## Set exercise A
Please reproduce everything in the document analysis notes from "Because you must" down to "of document types.", keeping every word and mark unchanged.

────

Document Analysis

What is  Document Analysis?

Document analysis includes:

  • gathering information used in a formal description of the electronic text
  • studying the content and structure of the documents:
    • identifying and naming the components of some class of documents
    • specifying their interrelationships
    • naming their properties

No serious project to produce electronic texts should try to skip the document analysis phase.

Why is Document Analysis Essential?

Because you must know:

  • if you use the TEI encoding scheme, which parts of the TEI do you need?
  • if you extend the TEI scheme, what must you add?
  • if you design your own SGML markup, what needs to be in the document type definition?
  • if you don't use SGML, what aspects of your documents will you mark, and how?

Steps in Document Analysis

  1. Define the environment:
    • your requirements
    • external requirements
    • the document universe
    • the set of document types.
  2. Define the textual features you care about.
  3. Identify the relationships among the features.
  4. Enrich the collection of text features.

Step 1a: Define Your Goals

  • goals and objectives
  • scope
  • internal and external constraints
  • intended and foreseeable uses of information
  • functions of the SGML/XML application:
    • publishing (paper, CD-ROM, network)
    • database retrieval
    • hypertext navigation
    • electronic review and comment
    • document interchange
    • etc., etc.

Step 1b: Identify Relevant Standards

Step 1c: Document Universe

What documents are you talking about?

  • what is, or what should be?
  • many similar items (Taisho Tripitaka, News)?
  • or one unique item (the Oxford English Dictionary)?
  • what information in which documents?
  • how many different kinds of documents?

Step 1d: Gathering Samples

Construct a set of samples to analyze, including:

  • typical samples as well as special cases:
    • typical
    • unusual but within bounds
    • off the wall
  • short examples and long ones
  • current documents and old ones
  • not just printed samples
  • all the parts, all associated documents

Step 2: Define Features

What is a feature?

  • large structural units (table of contents, body, front matter, chapter, ...)
  • smaller structural units within the larger (headings, figures, lists, ...)
  • non-structural units conveying specialized information: (italics, hypertext links, people's names, dates, topical keywords, technical terms, ...)

How Big is a Feature?

As large or small as it needs to be. A feature might be:

  • the entire dictionary
  • a section of the dictionary
  • an entry in the dictionary
  • the head-word in the dictionary
  • a syllable within the head-word

Not all features are visible in the output: status information, internal editorial notes (one editor to the other: ‘How can you SAY that?’)

Principles of Feature Definition

Something is a good candidate for definition as a feature if:

  • it looks different from the rest of the text
  • it requires different processing
  • you may want to find it easily later
  • you may want to point at it from elsewhere
  • it is a nameable part of the structure of the text (chapter, note, quotation, ...)
  • it fills a clear function in the hierarchy of the text
  • it is information of a specialized and interesting type

How Many Features?

Academica Sinica, 128, Sec.2, Yanjiuyuan lu, Nangang, Taipei

  • One feature: name-and-address.
  • Two features: organization-name and organization-address.
  • Three features: name-and-address, which contains organization-name and organization-address.

How Many features?

Academica Sinica, 128, Sec. 2, Yanjiuyuan lu, Nangang, Taipei

  • Eight features: name-and-address, organization-name, street-address, house-number, street-section, street-name, district, city.
  • Fifteen features: nine word and six punctuation.
  • Five features: address, name (type=organization), three address-line.

────

## Set exercise B
Transcribe the listing that follows, line by line, with every character left as it stands.

────

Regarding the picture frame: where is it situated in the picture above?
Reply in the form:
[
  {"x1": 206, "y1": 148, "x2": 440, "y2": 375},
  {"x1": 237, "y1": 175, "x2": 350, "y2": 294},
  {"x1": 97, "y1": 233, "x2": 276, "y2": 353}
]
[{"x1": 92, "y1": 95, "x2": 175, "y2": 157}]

────

## Written reply A
Because you must know:

  • if you use the TEI encoding scheme, which parts of the TEI do you need?
  • if you extend the TEI scheme, what must you add?
  • if you design your own SGML markup, what needs to be in the document type definition?
  • if you don't use SGML, what aspects of your documents will you mark, and how?

Steps in Document Analysis

  1. Define the environment:
    • your requirements
    • external requirements
    • the document universe
    • the set of document types.

## Written reply B
Regarding the picture frame: where is it situated in the picture above?
Reply in the form:
[
  {"x1": 206, "y1": 148, "x2": 440, "y2": 375},
  {"x1": 237, "y1": 175, "x2": 350, "y2": 294},
  {"x1": 97, "y1": 233, "x2": 276, "y2": 353}
]
[{"x1": 92, "y1": 95, "x2": 175, "y2": 157}]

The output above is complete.